--- Quoted passage ---
Are there existing varieties that are
adapted to specific geographical regions of Europe? It is possible to
find switchgrass varieties that are adapted to most regions of Europe. The
latitude of origin of a variety is the most important aspect determining the
area of adaptation of a variety. Generally the use of varieties originating at
southern latitudes (Southern USA vs Northern USA and Canada) can increase DM
yields but (in NW Europe) it will also increase the chance of establishment
failures in the first year and a decline in yields over time. Furthermore the
quality of the biomass will be reduced (high moisture and nutrient content) if
the variety does not mature in the fall. The best variety for a given latitude
or geographical area will be a compromise between yield, quality and winter
survival. From the current data on switchgrass grown in Europe it appears that
switchgrass may be grown further north than in North America. Specific
recommendations for using varieties are given in Chapter 5 and 10.
What is the potential dry matter production of switchgrass
in small production plots? In the current project yields of up to
18 tonnes dry matter/ha were found in NW Europe and up to 25 tonnes dry
matter/ha were found in Southern Europe. Under practical conditions these yields
may be lower as field plot yields are often higher than practical yields.
--- Extracted material ---
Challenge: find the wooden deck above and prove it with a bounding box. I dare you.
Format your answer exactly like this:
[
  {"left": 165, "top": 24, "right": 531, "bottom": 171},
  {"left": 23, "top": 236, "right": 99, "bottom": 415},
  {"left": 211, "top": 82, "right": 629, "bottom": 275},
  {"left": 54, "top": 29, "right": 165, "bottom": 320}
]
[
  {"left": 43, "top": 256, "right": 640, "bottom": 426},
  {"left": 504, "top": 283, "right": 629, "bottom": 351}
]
---
The request
Resume the switchgrass passage, picking up after its final sentence. The listing was taken from a separate source.

Output below
Accurate estimates will have to be obtained on large filed experiments over
longer periods of time. Another aspect is the time it takes for a switchgrass
stand to raech maximum yield potential. At most experimental sites yields
increased from year to year and may have increased even more in following years.
What is the nitrogen fertiliser requirement of
switchgrass? Nitrogen fertiliser requirements were generally found to be
low as the crop failed to show yield response to fertiliser applications at 4
out of 5 experimental sites. The current research shows that between 0 to 50 kg
N/ha/year is adequate for NW European sites while at higher productive sites in
southern Europe 50 to 100 kg N/ha/year should be adequate. More specific
recommendations for quantity of nutrients cannot be made because this will also
depend on the fertility status of the site.
What determines the yield and biomass quality of
switchgrass? Yield and quality of switchgrass are determined by a range
of factors of which the origin of the variety is probably the most important
(see discussion in Chapter 5).
Which seed establishment methods for European conditions are recommended?
Seed establishment makes switchgrass a very attractive biomass crop since it is
inexpensive and reduces financial risks. Experiments have shown that no-till
establishment methods are suitable for switchgrass, (see Chapter 6 for details).
Spring establishment dates and seeding rates were tesed indicating that as low
as 200 Pure live seeds per square meter can be sufficient for establishing a
good stand. Further development of establishment methods for specific regions
and soil conditions (slopes) is possible to decrease establishment risk and
cost.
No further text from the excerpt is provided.